Goal of the exercise:
Can you quote, word for word, every line from the first line of the records below through the line containing "white wall -> box", and nothing else?

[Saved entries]
------

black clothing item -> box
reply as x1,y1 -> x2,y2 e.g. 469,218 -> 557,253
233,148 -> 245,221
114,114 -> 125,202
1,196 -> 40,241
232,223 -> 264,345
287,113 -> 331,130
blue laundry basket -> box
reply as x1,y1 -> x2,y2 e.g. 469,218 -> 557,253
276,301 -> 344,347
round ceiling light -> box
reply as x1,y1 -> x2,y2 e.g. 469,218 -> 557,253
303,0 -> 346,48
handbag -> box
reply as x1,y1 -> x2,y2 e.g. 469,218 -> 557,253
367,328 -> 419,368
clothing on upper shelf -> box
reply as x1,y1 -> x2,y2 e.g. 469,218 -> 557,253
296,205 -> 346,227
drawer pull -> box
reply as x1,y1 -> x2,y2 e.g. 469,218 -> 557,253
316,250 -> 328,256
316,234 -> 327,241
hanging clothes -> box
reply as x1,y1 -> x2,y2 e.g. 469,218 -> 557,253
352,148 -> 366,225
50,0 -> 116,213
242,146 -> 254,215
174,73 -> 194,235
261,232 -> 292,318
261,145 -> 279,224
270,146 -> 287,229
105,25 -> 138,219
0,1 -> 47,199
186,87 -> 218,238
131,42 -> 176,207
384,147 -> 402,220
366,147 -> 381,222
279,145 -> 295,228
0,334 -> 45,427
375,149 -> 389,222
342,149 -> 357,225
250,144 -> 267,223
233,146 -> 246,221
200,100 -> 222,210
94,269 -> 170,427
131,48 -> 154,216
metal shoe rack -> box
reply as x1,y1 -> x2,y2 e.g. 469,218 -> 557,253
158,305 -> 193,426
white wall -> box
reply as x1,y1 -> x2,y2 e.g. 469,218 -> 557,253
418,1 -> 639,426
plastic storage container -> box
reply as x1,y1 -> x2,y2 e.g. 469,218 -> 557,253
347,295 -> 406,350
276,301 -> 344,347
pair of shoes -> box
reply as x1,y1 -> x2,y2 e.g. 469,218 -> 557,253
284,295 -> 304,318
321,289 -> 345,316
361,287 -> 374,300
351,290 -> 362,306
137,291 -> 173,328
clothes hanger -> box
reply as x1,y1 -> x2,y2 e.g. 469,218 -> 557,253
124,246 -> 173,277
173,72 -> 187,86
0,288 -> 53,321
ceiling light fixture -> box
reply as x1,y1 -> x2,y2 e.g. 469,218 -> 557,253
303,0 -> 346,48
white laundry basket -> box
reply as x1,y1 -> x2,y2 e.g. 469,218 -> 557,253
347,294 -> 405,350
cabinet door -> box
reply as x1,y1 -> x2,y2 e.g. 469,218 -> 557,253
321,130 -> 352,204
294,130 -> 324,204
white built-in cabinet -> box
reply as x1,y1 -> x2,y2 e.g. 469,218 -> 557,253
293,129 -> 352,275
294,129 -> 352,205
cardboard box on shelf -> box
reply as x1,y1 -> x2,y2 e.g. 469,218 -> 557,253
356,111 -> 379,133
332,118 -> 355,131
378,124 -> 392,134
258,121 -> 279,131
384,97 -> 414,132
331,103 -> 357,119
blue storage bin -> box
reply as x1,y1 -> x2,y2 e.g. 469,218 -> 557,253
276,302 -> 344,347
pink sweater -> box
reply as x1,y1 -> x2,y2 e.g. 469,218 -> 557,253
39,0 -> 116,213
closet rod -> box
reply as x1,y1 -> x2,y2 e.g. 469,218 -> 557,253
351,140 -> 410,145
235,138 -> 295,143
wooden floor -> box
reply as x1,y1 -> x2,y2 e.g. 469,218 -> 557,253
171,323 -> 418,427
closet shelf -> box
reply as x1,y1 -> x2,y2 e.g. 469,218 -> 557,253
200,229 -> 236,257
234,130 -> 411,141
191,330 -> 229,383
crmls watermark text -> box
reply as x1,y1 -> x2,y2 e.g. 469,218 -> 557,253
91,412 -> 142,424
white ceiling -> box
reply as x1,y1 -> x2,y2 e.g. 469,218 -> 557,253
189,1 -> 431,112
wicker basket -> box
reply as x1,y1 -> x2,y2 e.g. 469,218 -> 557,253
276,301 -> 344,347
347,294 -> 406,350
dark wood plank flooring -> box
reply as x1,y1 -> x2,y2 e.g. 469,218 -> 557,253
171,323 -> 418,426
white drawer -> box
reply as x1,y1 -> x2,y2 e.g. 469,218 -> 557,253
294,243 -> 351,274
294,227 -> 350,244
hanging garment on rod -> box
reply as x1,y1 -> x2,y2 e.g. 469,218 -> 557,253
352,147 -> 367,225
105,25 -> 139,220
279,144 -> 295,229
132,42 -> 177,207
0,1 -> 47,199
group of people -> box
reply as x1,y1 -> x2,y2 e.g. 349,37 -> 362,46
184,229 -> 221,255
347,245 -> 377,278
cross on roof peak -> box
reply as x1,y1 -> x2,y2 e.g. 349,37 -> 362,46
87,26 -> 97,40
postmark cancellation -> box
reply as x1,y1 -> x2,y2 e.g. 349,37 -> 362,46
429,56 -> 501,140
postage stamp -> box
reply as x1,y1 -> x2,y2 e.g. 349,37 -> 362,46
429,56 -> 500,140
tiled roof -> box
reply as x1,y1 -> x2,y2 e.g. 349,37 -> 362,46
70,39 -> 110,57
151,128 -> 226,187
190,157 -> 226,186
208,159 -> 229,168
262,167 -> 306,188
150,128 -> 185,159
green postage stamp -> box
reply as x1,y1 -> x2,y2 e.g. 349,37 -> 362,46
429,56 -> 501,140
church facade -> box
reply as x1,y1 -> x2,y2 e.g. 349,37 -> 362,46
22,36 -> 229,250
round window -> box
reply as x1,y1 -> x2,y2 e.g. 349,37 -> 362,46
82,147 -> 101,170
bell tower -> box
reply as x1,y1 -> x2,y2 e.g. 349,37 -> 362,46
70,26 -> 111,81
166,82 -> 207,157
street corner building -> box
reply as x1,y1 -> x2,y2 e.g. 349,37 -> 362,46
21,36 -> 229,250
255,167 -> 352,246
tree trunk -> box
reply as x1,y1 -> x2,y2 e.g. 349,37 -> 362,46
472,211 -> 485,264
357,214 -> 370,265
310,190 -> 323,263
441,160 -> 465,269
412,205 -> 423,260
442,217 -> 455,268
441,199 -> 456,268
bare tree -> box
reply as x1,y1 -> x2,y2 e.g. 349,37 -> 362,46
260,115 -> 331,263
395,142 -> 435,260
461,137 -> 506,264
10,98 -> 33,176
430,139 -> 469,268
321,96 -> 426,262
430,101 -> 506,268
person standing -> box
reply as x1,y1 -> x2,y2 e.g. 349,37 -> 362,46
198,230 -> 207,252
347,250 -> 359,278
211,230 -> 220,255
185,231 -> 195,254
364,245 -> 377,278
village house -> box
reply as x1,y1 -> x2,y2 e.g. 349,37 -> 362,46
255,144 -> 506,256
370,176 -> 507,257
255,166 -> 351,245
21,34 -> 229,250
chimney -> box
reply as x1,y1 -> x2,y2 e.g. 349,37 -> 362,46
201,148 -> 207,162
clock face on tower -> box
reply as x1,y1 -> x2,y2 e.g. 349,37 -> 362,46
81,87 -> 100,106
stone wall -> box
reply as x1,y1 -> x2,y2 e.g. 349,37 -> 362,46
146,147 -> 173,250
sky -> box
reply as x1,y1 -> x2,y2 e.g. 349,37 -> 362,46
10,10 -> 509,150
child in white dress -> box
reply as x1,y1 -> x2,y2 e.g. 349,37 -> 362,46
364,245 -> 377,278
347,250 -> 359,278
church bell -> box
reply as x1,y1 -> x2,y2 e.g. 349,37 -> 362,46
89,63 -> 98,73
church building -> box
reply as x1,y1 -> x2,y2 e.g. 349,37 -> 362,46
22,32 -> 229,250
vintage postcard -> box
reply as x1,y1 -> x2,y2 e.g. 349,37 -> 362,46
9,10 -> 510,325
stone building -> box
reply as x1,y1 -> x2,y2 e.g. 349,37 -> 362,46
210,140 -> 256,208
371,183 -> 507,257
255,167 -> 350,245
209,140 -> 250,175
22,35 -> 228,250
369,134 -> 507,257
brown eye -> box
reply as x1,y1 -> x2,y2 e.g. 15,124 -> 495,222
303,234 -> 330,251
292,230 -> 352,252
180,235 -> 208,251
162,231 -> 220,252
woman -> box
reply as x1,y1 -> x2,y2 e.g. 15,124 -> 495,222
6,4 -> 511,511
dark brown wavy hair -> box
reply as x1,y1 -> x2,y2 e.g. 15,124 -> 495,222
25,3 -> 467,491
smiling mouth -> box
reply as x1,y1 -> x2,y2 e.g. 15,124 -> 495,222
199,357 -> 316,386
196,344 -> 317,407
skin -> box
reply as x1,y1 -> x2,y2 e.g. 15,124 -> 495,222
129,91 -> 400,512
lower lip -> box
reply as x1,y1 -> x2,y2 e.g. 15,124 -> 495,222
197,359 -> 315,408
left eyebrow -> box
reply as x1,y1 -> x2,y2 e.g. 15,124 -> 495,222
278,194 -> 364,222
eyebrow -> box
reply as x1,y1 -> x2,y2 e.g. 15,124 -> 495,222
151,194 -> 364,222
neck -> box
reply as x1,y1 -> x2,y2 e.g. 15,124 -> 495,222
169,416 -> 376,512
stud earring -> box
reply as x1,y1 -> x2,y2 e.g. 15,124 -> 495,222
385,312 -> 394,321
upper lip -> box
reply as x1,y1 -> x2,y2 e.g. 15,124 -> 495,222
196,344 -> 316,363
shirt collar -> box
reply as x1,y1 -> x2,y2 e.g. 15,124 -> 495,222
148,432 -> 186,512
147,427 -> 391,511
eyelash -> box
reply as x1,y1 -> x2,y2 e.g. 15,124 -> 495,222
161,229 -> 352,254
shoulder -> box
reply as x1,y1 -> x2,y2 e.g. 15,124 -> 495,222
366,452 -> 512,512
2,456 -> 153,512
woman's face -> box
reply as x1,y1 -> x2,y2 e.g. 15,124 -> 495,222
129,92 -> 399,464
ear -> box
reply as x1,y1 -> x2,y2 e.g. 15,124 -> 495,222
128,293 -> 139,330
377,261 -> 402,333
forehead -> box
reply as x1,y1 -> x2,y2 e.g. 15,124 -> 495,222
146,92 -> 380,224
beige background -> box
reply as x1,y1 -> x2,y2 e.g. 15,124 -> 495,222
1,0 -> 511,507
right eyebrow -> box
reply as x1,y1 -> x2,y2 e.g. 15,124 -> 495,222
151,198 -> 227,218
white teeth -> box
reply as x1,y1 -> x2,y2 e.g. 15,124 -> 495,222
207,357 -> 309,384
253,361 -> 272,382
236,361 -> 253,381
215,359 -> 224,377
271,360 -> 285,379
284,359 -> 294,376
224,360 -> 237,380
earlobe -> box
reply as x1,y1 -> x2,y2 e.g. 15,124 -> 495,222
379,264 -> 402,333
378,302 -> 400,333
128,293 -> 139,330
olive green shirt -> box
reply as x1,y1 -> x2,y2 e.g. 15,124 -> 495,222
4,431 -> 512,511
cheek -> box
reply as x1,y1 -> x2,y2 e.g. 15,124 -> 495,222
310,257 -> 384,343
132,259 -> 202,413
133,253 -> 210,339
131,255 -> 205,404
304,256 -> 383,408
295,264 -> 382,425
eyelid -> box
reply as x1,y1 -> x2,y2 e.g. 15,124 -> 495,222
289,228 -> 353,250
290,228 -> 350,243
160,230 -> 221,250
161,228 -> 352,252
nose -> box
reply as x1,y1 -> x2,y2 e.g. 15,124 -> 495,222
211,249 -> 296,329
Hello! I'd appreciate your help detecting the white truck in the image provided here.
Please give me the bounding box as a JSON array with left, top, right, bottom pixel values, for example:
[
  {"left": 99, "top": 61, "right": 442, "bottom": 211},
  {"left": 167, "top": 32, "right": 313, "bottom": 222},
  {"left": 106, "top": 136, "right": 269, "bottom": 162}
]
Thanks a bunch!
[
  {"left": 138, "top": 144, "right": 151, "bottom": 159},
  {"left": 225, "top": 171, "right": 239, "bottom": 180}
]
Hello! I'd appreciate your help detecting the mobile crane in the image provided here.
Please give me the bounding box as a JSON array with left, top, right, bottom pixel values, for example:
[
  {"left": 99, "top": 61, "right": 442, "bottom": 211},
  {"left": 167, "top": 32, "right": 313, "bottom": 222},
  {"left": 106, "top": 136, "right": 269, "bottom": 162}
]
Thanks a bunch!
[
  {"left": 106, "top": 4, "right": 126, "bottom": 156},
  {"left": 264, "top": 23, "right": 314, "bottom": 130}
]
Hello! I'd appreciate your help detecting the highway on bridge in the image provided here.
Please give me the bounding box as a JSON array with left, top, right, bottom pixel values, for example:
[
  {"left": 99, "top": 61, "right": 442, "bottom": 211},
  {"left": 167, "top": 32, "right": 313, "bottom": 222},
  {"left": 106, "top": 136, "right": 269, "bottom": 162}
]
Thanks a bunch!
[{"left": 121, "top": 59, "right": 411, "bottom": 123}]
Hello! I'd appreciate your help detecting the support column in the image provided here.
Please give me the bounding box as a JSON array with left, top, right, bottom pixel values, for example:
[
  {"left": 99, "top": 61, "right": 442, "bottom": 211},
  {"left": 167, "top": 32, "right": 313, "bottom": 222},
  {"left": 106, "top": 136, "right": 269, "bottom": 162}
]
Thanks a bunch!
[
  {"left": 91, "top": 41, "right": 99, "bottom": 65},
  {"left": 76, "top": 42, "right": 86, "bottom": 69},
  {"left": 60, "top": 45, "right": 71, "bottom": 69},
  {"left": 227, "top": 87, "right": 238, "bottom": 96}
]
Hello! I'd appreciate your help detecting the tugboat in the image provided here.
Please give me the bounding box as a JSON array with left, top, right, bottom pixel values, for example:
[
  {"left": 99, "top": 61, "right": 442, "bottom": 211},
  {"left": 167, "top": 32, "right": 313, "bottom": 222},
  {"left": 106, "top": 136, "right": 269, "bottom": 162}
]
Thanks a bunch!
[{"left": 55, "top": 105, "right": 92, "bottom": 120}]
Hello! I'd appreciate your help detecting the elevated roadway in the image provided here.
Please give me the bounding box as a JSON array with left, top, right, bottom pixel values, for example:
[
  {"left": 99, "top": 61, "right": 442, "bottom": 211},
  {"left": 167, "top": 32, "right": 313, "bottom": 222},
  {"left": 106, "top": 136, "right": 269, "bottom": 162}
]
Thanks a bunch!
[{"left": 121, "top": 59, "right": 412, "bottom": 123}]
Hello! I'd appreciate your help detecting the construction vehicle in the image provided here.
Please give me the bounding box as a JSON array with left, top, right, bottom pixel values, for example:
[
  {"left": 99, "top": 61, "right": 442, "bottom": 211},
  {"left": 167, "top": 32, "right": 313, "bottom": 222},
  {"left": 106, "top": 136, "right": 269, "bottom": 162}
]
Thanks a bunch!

------

Answer for this exercise:
black clothing item -> box
reply as x1,y1 -> x2,y2 e.g. 469,218 -> 557,253
233,148 -> 245,221
114,114 -> 125,202
1,196 -> 40,241
232,223 -> 264,345
287,113 -> 331,130
blue laundry basket -> box
reply as x1,y1 -> x2,y2 e.g. 469,218 -> 557,253
276,301 -> 344,347
round ceiling light -> box
reply as x1,y1 -> x2,y2 e.g. 469,218 -> 557,253
303,0 -> 346,48
handbag -> box
reply as x1,y1 -> x2,y2 e.g. 469,218 -> 557,253
367,328 -> 419,368
clothing on upper shelf -> box
reply as x1,y1 -> x2,y2 e.g. 469,218 -> 557,253
296,205 -> 346,227
drawer pull -> box
reply as x1,y1 -> x2,y2 e.g. 469,218 -> 557,253
316,250 -> 328,256
316,234 -> 327,241
hanging clothes -> box
reply as x1,y1 -> x2,y2 e.g. 469,218 -> 557,253
352,148 -> 366,225
50,0 -> 116,213
242,146 -> 254,215
174,73 -> 194,235
261,232 -> 292,318
261,145 -> 279,224
270,146 -> 287,229
105,25 -> 138,219
0,1 -> 47,199
186,87 -> 218,238
131,42 -> 176,207
384,147 -> 402,220
366,147 -> 381,222
279,145 -> 295,228
0,334 -> 45,427
375,149 -> 389,222
342,149 -> 357,225
250,144 -> 267,223
233,146 -> 246,221
200,100 -> 222,210
94,269 -> 170,427
131,48 -> 154,216
metal shoe rack -> box
reply as x1,y1 -> x2,y2 e.g. 469,218 -> 557,253
158,305 -> 193,426
white wall -> box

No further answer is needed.